[Direction]
Write the data out again in full, with no departure from the original.

Object pointing dataset rows
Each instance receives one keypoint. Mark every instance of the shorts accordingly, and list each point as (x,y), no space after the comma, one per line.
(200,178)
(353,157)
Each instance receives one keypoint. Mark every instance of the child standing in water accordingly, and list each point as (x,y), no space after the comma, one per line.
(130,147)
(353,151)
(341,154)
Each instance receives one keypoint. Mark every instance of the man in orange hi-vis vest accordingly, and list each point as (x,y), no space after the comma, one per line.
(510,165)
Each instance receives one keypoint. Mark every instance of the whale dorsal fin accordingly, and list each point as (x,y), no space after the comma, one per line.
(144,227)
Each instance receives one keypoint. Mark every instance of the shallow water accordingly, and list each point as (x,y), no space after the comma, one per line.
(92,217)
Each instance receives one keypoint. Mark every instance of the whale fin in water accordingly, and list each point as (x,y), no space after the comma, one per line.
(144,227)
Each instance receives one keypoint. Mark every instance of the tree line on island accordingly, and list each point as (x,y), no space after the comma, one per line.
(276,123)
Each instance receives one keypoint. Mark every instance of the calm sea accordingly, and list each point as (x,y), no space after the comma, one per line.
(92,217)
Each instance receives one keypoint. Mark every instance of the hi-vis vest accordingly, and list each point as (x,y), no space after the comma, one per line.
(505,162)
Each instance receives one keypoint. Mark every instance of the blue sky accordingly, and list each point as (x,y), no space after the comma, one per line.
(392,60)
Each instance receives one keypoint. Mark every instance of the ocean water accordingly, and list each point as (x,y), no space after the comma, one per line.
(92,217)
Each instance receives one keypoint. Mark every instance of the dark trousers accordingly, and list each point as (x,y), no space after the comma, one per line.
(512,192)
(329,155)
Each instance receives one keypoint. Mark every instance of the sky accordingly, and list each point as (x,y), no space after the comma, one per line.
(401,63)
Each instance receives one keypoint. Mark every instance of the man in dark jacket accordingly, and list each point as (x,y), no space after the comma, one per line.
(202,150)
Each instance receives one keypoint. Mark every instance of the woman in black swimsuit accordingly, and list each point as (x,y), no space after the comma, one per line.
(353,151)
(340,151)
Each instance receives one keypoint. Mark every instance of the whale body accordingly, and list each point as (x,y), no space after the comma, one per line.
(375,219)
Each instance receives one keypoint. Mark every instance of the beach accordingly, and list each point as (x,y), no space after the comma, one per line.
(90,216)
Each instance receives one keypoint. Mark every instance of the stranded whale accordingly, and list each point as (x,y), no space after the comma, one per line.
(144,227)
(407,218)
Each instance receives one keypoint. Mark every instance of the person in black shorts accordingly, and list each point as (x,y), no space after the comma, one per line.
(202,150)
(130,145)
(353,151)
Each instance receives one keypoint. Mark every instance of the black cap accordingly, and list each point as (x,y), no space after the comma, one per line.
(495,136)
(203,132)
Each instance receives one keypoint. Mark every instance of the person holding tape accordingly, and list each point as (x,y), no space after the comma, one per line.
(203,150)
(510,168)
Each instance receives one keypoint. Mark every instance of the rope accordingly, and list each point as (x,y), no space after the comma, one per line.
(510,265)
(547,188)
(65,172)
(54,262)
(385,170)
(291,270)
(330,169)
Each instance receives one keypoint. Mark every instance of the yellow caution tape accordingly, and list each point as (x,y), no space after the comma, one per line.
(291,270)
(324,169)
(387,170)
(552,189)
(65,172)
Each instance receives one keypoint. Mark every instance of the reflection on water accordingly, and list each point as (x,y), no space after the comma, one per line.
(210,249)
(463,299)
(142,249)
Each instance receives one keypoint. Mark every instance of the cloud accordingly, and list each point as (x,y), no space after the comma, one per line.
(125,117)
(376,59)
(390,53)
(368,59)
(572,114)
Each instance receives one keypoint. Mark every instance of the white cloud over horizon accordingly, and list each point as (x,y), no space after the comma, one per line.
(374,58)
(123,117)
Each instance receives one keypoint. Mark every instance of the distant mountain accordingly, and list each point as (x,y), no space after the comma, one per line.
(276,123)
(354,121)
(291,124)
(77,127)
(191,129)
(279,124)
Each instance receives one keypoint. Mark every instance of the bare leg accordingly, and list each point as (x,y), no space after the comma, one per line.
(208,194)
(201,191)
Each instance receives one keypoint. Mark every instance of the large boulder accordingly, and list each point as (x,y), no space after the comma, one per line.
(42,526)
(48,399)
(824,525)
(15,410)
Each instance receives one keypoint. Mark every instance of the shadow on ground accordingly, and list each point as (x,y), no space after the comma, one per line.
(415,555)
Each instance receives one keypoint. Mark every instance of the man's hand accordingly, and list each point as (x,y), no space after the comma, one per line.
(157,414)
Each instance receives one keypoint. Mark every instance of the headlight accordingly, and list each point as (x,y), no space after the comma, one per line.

[Solution to the exercise]
Each instance receives one keypoint. Mark every instance of the shorts accordingly, and list each point as (x,y), no space after the comma, one per line.
(200,178)
(353,157)
Each instance receives one keypoint. Mark every instance of the child standing in water accordingly, and list each point as (x,y), no space after the comma, one per line.
(130,147)
(353,151)
(341,154)
Each instance receives one keypoint. Mark every instance of the man in orange hi-vis vest accordingly, and list each point as (x,y), no space after the comma, one per line.
(510,165)
Each instance receives one keypoint. Mark every instance of the whale dorsal fin accordingly, and list each point as (x,y), no space after the comma, one per line.
(144,227)
Each instance receives one keypoint. Mark every instance of the shallow water accordingly, and list each point as (x,y), no space after the comma, one per line.
(92,217)
Each instance receives one keypoint. Mark every instance of the whale fin in water accordingly, and list each point as (x,y), no space after the comma, one per line.
(144,227)
Each instance receives one keypoint. Mark every instance of the tree line on island accordingly, and list each point as (x,y), no space after the comma, one per line.
(276,123)
Each instance receives one keypoint. Mark every instance of the calm sea accordingly, and list each point as (x,y), no space after the comma, one per line.
(92,217)
Each instance receives one keypoint. Mark every instance of the hi-vis vest accordingly, and list each point as (x,y), no space after the comma, one per line.
(505,162)
Each instance receives one keypoint. Mark every instance of the blue sky accordingly, and list each point as (x,y), no space after the comma, one per line.
(392,60)
Each instance receives one keypoint. Mark every instance of the ocean water accordingly, and list each point as (x,y), no space after the comma, one per line.
(92,217)
Each instance receives one keypoint. Mark every instance of the dark trousers accordingly, and list each point as (x,y), no space after the comma, one per line.
(512,192)
(329,155)
Each instance receives one keypoint. Mark every instance of the sky accordingly, and list each point as (x,y), no space after the comma, one per line.
(401,63)
Each instance receives one keypoint. Mark every instance of the man in dark jacket accordingly, and list each point as (x,y), no space after the comma, one per line.
(202,150)
Each instance receives one keypoint. Mark every instance of the woman in black swimsuit accordingly, and list each point as (x,y), no space after the comma, one per line.
(353,151)
(340,151)
Each instance receives one keypoint. Mark every instance of the whale body accordingly, and list each point as (x,y), no space after the comma, one per line.
(375,219)
Each instance receives one keypoint. Mark every instance of the beach accordingly, and list each point as (x,y), no space after the comma, one per line.
(90,216)
Each instance receives one keypoint. Mark every instance of the stranded whale accordingly, and list each point as (x,y), no space after the comma, one per line.
(144,227)
(407,218)
Each instance receives one keypoint. Mark every instance of the person in black shorts accordingly, and list each point as (x,y), no space after the comma, one per line.
(202,150)
(130,145)
(353,151)
Each instance receives one keypoint. Mark every instance of the black cap accordingly, and list each point as (x,y), no space after the comma, one per line.
(495,136)
(203,132)
Each instance receives one keypoint. Mark every instance of the person holding tape accordingly, and list each point as (x,y), no space after the comma, one per line.
(203,150)
(510,168)
Each instance receives one keypoint. Mark every instance of the rope accordingly, and list each point as (x,y), no space after the comma, one per line.
(510,265)
(547,188)
(65,172)
(54,262)
(385,170)
(291,270)
(330,169)
Each instance receives one keypoint. Mark every instance of the yellow caution tape accordingly, and list each point as (x,y), no space after the comma, one per line.
(291,270)
(324,169)
(387,170)
(552,189)
(65,172)
Each instance receives one keypoint. Mark every instance of the reflection on water accordingly, and list each point as (x,y), no space after the comma, one per line.
(210,249)
(463,299)
(142,249)
Each instance receives one keypoint. Mark every instance of the cloud accordingly, and list each point as (x,y), no space after the comma, one per line.
(125,117)
(376,59)
(390,53)
(368,59)
(572,114)
Each instance receives one keypoint. Mark every instance of the white cloud over horizon accordingly, and list each point as (x,y), no space after the comma, one per line.
(374,58)
(123,117)
Each instance receives one keypoint. Mark every instance of the distant mountain accordingly, and list each point as (x,y), no space after the comma, one per line.
(276,123)
(354,121)
(291,124)
(77,127)
(191,129)
(279,124)
Each instance receives one keypoint. Mark every instance of the bare leg accordingly, and list each point as (x,y), no space after the comma, one per line.
(208,194)
(201,191)
Each instance receives one keypoint. Mark every instance of the large boulder accordingly, and list each point as (x,y), no space after the comma, one per line.
(42,526)
(48,399)
(824,525)
(15,410)
Each instance receives one keypoint. Mark every instance of the shadow on ground accordingly, and list each point as (x,y), no space after the comma, one per line.
(415,555)
Each instance receives one keypoint. Mark every instance of the man's hand accordingly, and list each point as (x,y), no space after the comma, one per line.
(157,414)
Each instance receives one keypoint. Mark every instance of the headlight accordingly, and list each point as (x,y), no space after the comma, one per line.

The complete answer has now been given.